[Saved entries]

· · · · · · ·

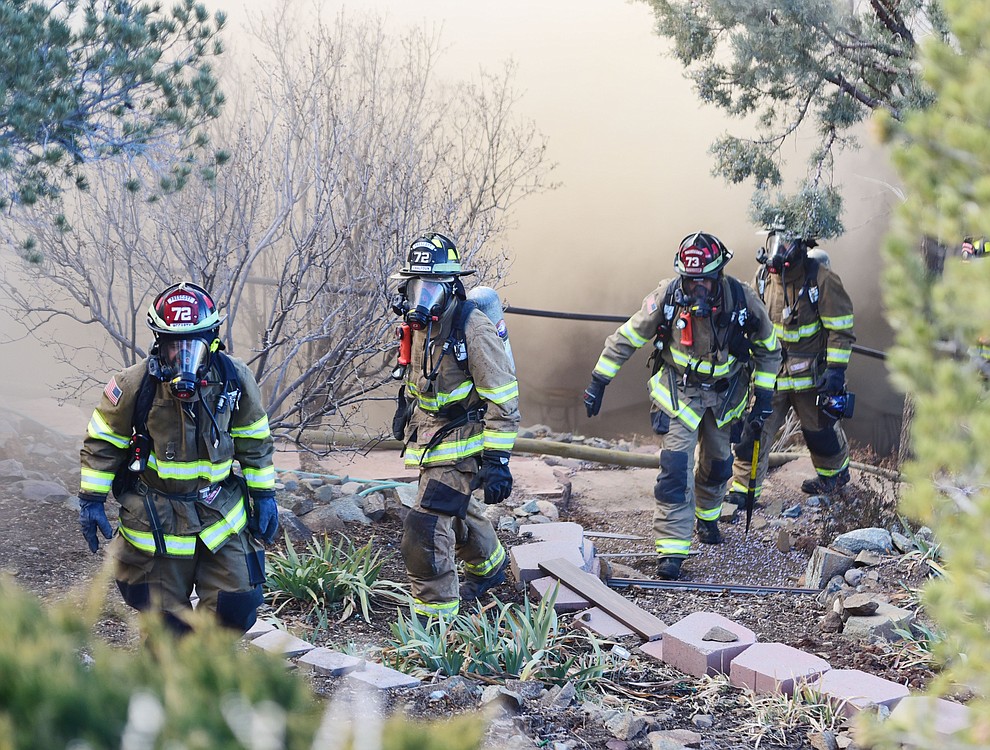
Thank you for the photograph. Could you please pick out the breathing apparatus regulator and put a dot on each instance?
(429, 285)
(186, 325)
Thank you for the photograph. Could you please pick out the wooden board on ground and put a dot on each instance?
(591, 588)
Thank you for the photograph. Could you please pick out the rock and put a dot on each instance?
(872, 539)
(860, 605)
(720, 635)
(323, 520)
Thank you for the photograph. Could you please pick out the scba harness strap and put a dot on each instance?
(141, 443)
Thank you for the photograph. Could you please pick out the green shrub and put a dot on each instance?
(60, 687)
(329, 576)
(500, 640)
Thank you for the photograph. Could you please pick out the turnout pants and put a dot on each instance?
(823, 435)
(227, 580)
(687, 489)
(447, 524)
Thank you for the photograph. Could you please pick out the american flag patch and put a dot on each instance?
(112, 392)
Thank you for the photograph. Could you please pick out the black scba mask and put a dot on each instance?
(695, 296)
(423, 301)
(184, 363)
(781, 253)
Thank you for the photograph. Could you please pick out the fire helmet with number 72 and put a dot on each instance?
(186, 324)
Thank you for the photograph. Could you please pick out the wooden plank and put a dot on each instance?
(591, 588)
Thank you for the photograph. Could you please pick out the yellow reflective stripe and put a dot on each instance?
(630, 335)
(259, 479)
(436, 609)
(673, 546)
(501, 394)
(833, 472)
(838, 323)
(733, 414)
(258, 430)
(660, 394)
(453, 450)
(702, 366)
(484, 569)
(770, 342)
(791, 335)
(709, 515)
(441, 399)
(763, 379)
(190, 470)
(787, 383)
(606, 367)
(94, 481)
(178, 546)
(837, 356)
(499, 441)
(100, 430)
(232, 524)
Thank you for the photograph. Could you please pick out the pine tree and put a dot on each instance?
(818, 67)
(84, 80)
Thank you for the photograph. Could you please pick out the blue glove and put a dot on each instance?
(495, 476)
(93, 516)
(761, 410)
(833, 381)
(263, 523)
(594, 394)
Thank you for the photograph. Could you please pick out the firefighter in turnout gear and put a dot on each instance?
(813, 318)
(458, 415)
(711, 338)
(164, 438)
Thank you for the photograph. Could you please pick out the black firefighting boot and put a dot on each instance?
(825, 485)
(669, 568)
(708, 532)
(475, 586)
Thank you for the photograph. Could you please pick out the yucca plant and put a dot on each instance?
(331, 576)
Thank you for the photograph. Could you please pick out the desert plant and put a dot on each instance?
(331, 576)
(501, 640)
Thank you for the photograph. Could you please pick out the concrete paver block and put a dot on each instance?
(856, 690)
(599, 621)
(930, 719)
(567, 599)
(330, 663)
(526, 558)
(774, 668)
(280, 642)
(382, 677)
(684, 647)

· · · · · · ·

### WHAT THE TASK REQUIRES:
Return each of the lines exactly as they appear above, with no images.

### RESPONSE TO THE TASK:
Thank you for the photograph. Could you please pick out the breathing apparatus regulator and put a dot on each instance?
(429, 285)
(186, 325)
Thank you for the photograph. Could you please pick out the wooden board on ground and put a dot on each instance?
(591, 588)
Thank you for the photograph. Could you please pick out the rock and put a dot on each instance?
(872, 539)
(860, 605)
(720, 635)
(323, 520)
Thank you for the photograph. Could you please pick out the scba harness strap and put a dot on each instance?
(141, 443)
Thank you for the photograph. Could you please pick out the green shrub and put a dot on each instance?
(60, 687)
(329, 576)
(500, 640)
Thank you for the photograph. Could you please pick out the turnout pants and put a dot on each instance?
(823, 435)
(227, 580)
(687, 489)
(447, 524)
Thank you for the photograph. Could you please pick out the american flag patch and put a dot on each instance?
(112, 392)
Thank you for the photograph. Could you please pick out the black scba mask and put a dot on each instance?
(695, 296)
(423, 301)
(184, 363)
(781, 253)
Thank you for the photograph. Could you please pick out the fire helmet with number 72 and put a dot on each instance?
(186, 324)
Thank you for the photograph. Could you please pick out the wooden plank and put a dot on each instance?
(591, 588)
Thank you for the photograph. Could you please pick out the yellow reflective stripe and put a dot on each instance?
(630, 335)
(259, 479)
(436, 609)
(673, 546)
(501, 394)
(833, 472)
(838, 323)
(733, 414)
(258, 430)
(660, 394)
(453, 450)
(702, 366)
(484, 569)
(770, 342)
(791, 335)
(709, 515)
(441, 399)
(763, 379)
(190, 470)
(787, 383)
(606, 367)
(94, 481)
(178, 546)
(837, 356)
(499, 441)
(100, 430)
(232, 524)
Thank you for the photograph. Could you please pick out the pine tree and put a dot on each instance?
(818, 67)
(84, 80)
Thank you for the photograph. Could you please pick out the blue glove and put a dot on each instance?
(495, 476)
(93, 516)
(761, 410)
(833, 381)
(263, 523)
(594, 394)
Thank you for the photograph. Could you please pick out the firefighter in turnout gear and put a dot on each instance?
(813, 318)
(458, 415)
(711, 338)
(164, 438)
Thank you for the photograph. Could you please pick out the black firefighting boot and put a dot on each instance?
(825, 485)
(669, 568)
(708, 532)
(475, 586)
Thank you for the photograph. Could you please pick out the yucca plant and put a dot on each instance?
(331, 576)
Thank you for the photograph. Could you please pick out the desert plant and put a dot on each instance?
(331, 576)
(501, 640)
Thank you for the photograph. Could you please pick out the concrete paver block and put a dot on each instance?
(856, 690)
(599, 621)
(930, 719)
(567, 599)
(330, 663)
(526, 558)
(774, 668)
(280, 642)
(382, 677)
(684, 647)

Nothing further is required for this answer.